Count the lines in the items below that contain the string "shelf", treating uppercase and lowercase as different. Give only the number.

[Entries for identifying locations]
========================
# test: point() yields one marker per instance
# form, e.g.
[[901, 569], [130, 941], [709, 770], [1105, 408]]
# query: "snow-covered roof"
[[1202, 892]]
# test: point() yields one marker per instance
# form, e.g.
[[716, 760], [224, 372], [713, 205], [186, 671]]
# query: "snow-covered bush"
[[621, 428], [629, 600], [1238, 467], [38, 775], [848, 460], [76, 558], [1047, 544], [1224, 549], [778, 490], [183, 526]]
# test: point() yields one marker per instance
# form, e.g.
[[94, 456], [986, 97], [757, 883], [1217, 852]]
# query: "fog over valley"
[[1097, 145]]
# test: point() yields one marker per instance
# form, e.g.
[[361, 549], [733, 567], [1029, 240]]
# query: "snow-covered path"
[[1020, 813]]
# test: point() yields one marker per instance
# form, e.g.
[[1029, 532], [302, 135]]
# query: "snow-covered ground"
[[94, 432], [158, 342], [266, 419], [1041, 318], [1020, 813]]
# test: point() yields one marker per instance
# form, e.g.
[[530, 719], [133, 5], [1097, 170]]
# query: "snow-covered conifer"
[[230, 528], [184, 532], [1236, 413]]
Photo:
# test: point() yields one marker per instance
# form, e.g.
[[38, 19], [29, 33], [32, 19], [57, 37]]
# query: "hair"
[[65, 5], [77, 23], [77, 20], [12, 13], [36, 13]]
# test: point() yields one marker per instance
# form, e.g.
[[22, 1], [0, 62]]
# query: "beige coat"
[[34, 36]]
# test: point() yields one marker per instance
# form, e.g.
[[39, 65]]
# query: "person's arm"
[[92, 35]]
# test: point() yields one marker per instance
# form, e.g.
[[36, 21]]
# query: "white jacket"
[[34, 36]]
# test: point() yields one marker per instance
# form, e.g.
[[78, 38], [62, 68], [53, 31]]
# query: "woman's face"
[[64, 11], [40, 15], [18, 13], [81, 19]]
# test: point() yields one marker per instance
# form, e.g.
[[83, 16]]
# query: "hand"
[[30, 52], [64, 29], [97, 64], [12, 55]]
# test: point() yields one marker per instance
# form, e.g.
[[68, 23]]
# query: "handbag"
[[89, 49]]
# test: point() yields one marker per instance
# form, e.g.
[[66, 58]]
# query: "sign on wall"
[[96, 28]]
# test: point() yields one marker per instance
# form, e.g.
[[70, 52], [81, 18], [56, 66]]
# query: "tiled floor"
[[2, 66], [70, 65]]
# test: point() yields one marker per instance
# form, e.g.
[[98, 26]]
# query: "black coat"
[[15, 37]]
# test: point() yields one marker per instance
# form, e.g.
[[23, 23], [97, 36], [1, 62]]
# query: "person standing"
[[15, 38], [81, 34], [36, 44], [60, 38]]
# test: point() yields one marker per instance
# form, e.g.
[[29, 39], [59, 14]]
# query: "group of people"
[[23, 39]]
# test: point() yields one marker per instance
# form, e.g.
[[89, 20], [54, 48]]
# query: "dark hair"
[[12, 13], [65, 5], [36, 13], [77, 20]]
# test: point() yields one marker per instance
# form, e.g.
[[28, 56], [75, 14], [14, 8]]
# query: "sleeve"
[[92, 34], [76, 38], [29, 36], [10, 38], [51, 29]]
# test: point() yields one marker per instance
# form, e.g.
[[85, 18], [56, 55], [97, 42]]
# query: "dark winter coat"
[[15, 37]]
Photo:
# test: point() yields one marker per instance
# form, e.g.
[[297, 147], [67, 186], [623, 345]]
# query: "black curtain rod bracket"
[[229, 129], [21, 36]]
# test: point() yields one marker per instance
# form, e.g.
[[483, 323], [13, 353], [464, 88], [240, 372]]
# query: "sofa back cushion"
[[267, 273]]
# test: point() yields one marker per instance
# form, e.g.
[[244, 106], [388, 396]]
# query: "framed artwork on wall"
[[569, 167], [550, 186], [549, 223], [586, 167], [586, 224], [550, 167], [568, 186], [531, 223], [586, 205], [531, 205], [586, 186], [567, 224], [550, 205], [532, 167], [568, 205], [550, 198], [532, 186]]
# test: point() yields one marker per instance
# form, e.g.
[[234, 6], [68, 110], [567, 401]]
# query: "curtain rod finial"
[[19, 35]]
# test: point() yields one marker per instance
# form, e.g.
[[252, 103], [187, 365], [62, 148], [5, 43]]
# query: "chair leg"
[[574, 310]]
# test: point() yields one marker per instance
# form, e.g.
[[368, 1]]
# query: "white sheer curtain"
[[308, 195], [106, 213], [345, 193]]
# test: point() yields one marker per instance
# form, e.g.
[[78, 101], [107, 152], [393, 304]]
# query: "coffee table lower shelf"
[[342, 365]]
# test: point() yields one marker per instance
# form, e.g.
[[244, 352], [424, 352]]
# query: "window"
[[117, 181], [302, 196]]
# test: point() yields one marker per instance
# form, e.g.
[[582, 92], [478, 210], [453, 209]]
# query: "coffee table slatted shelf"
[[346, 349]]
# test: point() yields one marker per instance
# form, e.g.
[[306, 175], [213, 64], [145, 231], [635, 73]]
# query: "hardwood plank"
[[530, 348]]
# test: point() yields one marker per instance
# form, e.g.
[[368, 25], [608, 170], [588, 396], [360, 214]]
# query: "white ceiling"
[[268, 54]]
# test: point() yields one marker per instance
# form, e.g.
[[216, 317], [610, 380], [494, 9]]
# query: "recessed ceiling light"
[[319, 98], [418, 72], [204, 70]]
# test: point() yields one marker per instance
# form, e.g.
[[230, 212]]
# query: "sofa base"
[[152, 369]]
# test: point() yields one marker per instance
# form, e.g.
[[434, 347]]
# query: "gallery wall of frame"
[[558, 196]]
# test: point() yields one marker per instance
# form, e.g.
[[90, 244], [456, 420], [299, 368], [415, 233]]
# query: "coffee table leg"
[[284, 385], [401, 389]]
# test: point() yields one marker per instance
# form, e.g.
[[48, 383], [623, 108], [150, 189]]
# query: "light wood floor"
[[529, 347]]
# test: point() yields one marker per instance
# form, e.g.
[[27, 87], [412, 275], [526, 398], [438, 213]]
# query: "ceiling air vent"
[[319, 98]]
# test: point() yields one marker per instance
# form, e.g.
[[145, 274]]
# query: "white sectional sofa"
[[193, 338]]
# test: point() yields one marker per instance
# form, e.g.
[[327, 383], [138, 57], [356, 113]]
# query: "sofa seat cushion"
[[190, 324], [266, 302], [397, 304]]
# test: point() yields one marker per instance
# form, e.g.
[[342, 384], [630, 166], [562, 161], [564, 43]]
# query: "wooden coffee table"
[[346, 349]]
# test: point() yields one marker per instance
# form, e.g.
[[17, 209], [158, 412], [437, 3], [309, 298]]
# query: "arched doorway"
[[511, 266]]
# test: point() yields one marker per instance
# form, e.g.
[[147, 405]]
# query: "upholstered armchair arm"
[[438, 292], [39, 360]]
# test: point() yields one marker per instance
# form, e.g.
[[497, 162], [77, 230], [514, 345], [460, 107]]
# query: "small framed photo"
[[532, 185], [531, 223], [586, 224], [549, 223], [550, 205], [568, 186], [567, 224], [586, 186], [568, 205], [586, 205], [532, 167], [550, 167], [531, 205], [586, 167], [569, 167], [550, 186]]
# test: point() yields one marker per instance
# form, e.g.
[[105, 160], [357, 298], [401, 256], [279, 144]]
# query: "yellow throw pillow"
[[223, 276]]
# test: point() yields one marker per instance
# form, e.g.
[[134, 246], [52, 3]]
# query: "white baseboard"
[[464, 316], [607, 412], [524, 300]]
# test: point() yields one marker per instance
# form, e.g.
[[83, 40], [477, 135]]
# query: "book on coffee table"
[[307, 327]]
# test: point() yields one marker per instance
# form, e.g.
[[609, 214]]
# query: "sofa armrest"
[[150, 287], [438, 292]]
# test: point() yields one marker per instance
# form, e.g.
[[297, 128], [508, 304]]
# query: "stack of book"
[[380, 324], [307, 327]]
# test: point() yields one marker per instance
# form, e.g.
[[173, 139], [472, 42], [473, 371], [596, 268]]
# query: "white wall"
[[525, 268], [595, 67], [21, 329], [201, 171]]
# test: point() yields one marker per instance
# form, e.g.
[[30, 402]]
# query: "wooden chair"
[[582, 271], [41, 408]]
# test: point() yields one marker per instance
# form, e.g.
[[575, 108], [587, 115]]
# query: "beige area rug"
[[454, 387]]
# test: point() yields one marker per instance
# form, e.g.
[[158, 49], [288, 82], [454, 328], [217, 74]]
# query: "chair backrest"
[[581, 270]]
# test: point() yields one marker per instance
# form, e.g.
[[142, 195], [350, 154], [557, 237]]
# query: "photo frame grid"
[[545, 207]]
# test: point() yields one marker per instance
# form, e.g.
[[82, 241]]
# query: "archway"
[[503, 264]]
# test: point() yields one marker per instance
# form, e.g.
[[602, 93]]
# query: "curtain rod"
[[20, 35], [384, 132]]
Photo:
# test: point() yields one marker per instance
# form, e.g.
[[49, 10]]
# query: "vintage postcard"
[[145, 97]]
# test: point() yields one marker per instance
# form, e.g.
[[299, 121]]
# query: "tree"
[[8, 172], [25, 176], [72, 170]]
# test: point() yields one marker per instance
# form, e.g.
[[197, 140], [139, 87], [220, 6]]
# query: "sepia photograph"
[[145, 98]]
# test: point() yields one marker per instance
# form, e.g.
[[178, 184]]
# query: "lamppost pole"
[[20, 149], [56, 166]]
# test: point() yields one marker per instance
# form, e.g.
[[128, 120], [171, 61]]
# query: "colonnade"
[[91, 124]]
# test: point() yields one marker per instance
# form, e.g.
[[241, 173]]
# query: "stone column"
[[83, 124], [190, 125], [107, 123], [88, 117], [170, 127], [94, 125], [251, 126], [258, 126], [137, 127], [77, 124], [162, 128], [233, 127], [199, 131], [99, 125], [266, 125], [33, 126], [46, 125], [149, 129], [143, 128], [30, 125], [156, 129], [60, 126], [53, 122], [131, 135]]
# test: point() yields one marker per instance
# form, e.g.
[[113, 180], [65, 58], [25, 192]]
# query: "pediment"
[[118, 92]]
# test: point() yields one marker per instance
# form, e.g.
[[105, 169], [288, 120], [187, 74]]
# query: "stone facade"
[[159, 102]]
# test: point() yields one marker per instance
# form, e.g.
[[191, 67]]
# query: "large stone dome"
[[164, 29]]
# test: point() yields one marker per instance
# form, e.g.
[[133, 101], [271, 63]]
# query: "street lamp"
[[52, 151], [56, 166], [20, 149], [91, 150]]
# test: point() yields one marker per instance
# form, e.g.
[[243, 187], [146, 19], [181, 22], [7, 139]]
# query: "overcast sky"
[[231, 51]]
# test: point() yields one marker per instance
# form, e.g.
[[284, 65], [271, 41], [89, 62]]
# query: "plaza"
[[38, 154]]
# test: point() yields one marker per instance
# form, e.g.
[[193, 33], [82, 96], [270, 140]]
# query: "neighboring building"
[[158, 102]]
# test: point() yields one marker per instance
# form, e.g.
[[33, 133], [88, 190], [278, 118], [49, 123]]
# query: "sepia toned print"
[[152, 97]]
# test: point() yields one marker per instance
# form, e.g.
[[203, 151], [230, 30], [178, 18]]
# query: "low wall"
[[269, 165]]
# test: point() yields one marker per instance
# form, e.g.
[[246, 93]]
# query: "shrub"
========================
→ **Answer below**: 2